> _Problem details_
Please resume the text on making abstract spaces more legible, picking up after its last sentence.

> _Selected passage_

§ §

Improving the Legibility of Abstract Spaces

Legibility in City Environments

The basis for the current research is the book The Image of The City by Kevin Lynch [Lynch60]. In this work he defines the legibility of a city as "...the ease with which its parts may be recognised and can be organised into a coherent pattern." This is a reference to the formation in a persons mind of a cognitive map. This is a mental image of the environment which we use as a reference when performing wayfinding tasks. Lynch's work identified five features of city landscapes which are used as the building blocks of cognitive maps:

Landmarks

Static and recognisable objects which can be used to give a sense of location and bearing.

Districts

Sections of the environment which have a distinct character which provides coherence, allowing the whole to be viewed as a single entity.

Paths

Major avenues of travel through the environment such as major roads or footpaths.

Nodes

Important points of interest along paths, e.g. road junctions or town squares.

Edges

Structures or features providing borders to districts or linear obstacles.

We aim to make information spaces more legible by providing these features as part of the virtual environment.

The LEADS System - Design

We are currently developing a system which will provide the legibility features as a layer on top of the existing information visualisation and PITS systems available within the group.

§ §

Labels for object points

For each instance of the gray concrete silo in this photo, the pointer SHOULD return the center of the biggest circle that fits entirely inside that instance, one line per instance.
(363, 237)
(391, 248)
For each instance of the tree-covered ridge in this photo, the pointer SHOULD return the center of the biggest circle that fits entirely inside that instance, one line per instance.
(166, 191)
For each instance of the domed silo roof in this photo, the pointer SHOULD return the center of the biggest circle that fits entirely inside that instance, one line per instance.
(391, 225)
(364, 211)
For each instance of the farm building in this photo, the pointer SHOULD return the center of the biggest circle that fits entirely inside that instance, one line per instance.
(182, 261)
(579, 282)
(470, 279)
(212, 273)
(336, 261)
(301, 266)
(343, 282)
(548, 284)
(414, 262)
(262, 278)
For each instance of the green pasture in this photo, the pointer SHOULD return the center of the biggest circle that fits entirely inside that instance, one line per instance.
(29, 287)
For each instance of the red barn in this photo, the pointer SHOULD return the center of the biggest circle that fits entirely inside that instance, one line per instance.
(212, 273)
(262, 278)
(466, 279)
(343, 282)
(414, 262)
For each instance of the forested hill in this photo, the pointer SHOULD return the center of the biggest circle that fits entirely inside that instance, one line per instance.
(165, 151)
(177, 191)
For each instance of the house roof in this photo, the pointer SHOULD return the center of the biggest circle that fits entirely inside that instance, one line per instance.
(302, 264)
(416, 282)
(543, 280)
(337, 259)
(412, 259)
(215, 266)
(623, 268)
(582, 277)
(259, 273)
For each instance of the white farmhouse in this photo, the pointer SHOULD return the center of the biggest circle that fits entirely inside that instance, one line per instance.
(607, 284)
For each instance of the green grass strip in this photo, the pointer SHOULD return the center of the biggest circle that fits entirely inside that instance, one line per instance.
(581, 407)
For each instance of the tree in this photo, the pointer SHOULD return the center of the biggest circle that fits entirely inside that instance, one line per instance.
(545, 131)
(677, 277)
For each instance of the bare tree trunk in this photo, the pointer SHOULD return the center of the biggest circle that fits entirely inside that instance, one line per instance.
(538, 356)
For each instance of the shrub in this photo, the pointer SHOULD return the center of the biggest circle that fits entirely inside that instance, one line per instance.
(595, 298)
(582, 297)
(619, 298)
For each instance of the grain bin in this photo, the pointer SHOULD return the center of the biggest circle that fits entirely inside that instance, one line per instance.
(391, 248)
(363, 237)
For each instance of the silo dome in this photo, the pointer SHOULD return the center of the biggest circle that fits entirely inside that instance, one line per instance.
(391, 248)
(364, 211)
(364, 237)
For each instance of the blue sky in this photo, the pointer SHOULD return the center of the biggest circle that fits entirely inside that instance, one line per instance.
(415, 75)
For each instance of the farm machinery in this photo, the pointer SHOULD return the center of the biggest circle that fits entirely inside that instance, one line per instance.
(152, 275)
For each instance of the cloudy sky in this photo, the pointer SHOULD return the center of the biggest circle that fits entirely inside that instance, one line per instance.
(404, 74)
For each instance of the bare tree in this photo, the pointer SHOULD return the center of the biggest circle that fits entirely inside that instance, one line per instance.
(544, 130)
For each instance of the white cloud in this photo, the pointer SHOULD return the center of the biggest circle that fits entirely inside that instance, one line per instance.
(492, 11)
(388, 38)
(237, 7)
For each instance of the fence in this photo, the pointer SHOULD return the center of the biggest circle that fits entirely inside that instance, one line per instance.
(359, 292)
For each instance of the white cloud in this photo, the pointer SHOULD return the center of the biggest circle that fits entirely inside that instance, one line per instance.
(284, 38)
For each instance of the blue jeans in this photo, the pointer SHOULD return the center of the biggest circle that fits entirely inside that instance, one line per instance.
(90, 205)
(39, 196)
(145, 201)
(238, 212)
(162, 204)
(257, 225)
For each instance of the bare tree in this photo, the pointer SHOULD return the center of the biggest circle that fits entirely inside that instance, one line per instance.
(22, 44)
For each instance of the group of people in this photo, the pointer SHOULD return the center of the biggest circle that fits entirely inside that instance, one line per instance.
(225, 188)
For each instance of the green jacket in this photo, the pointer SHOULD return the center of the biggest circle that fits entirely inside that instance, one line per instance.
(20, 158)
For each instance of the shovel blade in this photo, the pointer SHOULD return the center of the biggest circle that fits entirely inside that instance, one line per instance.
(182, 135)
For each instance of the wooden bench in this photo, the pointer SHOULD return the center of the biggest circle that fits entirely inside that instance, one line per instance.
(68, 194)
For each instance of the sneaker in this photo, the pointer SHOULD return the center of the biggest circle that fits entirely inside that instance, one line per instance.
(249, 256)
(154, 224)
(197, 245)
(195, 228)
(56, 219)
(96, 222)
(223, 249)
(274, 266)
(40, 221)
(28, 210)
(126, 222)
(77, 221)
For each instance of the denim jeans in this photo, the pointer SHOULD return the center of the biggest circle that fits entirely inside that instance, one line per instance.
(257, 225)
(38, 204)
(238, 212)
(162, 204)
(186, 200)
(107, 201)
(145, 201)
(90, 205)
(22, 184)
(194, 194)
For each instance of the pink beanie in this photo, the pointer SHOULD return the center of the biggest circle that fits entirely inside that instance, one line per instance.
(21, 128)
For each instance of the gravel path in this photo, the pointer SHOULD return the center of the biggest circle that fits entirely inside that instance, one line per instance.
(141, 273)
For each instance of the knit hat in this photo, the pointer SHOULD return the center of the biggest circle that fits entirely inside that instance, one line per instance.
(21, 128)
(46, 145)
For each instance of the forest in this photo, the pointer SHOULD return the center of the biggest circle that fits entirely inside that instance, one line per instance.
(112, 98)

§ §

> _Expected answer_
The system is designed to be applied to a specific type of data space where the enhancements provided will be most effective. These spaces should satisfy three criteria: be persistent over relatively long periods of time; be relatively stable so that they evolve over their lifetime and are rarely disturbed by major upheavals in the database; be accessed repeatedly by a number of independent users. The criteria ensure that the features may be incorporated into cognitive maps over a period of time from experience of the space and be relatively stable so as to be useful references.

To place the legibility features LEADS uses districts as a starting point as this allows for a number of relatively simple techniques to be used to form the other features. Districts in a data space will be clusters of items which have some sort of internal similarity. LEADS applies a clustering algorithm to the data to identify these groups automatically. The algorithm chosen for the initial implementation is Zahn's Minimum Spanning Tree Algorithm [Zahn71], which works by forming a minimal spanning tree of the distances between the data items and then walking the tree to remove links which are significantly longer than others nearby. The sub-trees resulting from the use of the algorithms each form a district in the space.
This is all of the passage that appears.